Extracted data entries:
********************
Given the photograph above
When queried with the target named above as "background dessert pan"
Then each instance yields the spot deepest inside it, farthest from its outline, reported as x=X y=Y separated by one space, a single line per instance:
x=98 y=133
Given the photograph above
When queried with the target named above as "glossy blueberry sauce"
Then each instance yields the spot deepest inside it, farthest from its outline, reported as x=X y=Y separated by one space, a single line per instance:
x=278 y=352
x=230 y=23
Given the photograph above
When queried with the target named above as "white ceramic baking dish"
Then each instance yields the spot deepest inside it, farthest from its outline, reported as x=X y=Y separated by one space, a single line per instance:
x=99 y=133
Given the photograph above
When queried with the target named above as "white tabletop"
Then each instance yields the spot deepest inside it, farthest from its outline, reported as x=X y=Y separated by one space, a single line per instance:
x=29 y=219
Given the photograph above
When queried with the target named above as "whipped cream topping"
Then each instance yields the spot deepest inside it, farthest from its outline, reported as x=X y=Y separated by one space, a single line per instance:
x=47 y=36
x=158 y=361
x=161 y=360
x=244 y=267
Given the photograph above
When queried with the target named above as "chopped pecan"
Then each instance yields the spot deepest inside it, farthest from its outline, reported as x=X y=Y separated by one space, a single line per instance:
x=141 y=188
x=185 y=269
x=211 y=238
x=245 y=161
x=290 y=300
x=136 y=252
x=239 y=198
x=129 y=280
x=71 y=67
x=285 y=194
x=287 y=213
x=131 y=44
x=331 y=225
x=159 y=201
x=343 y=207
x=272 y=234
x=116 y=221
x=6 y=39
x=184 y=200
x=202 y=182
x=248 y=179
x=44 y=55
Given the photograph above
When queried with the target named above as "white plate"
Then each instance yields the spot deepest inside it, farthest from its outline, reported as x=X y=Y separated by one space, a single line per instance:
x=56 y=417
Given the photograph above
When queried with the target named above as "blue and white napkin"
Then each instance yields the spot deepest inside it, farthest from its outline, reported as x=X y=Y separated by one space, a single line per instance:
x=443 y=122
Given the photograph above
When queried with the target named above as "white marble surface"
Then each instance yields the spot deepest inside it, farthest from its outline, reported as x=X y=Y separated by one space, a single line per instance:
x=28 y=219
********************
Written request:
Please restate the records in full, word for word.

Answer for this exercise:
Given the photograph above
When queried with the target named above as "background dessert pan"
Then each instance yields the spot deepest inside it, farthest from its outline, reported as x=X y=Y separated by one space, a single line per instance:
x=98 y=133
Given the photograph above
When queried with the target named above as "glossy blueberry sauce"
Then each instance yields the spot deepest inside it, farthest from its outline, reported as x=X y=Y separated by one space, a single line per instance:
x=278 y=352
x=230 y=23
Given the photograph above
When queried with the target named above as "white ceramic baking dish"
Then each instance yields the spot deepest inside it, farthest from its outline, reported as x=X y=Y separated by one space, a single line per instance:
x=99 y=133
Given the photograph above
When queried with the target named above as "white tabletop"
Then each instance yields the spot deepest inside it, farthest from its outline, reported as x=X y=Y separated by one space, a single line per instance:
x=29 y=219
Given the photograph above
When queried with the target named above as "whipped cream topping"
Then each instance yields the spot deepest inside it, farthest from its outline, reported as x=X y=Y separated by one space, a single line per instance:
x=47 y=36
x=158 y=361
x=161 y=360
x=244 y=267
Given the photograph above
When queried with the target named above as "chopped pecan"
Then each instance yields the spot deepest inside it, farthest from its outline, reported as x=X y=Y separated by one space, a single line per instance:
x=141 y=188
x=185 y=269
x=211 y=238
x=245 y=161
x=290 y=300
x=136 y=252
x=239 y=198
x=129 y=280
x=71 y=67
x=285 y=194
x=287 y=213
x=131 y=44
x=331 y=225
x=159 y=201
x=343 y=207
x=272 y=234
x=116 y=221
x=6 y=39
x=184 y=200
x=202 y=182
x=248 y=179
x=44 y=55
Given the photograph above
When queried with the target named above as "white plate"
Then each instance yields the spot deepest inside it, farthest from its outline, reported as x=X y=Y separated by one space, a single line per instance:
x=56 y=417
Given the photograph above
When queried with the target named above as "blue and white napkin"
Then each instance yields the spot deepest inside it, farthest from its outline, reported as x=X y=Y separated by one space, a single line per instance:
x=443 y=122
Given the photograph above
When queried with the target named above as "white marble surface"
Then each instance yields the spot deepest inside it, farthest from its outline, reported as x=X y=Y separated by one space, a single line per instance:
x=28 y=219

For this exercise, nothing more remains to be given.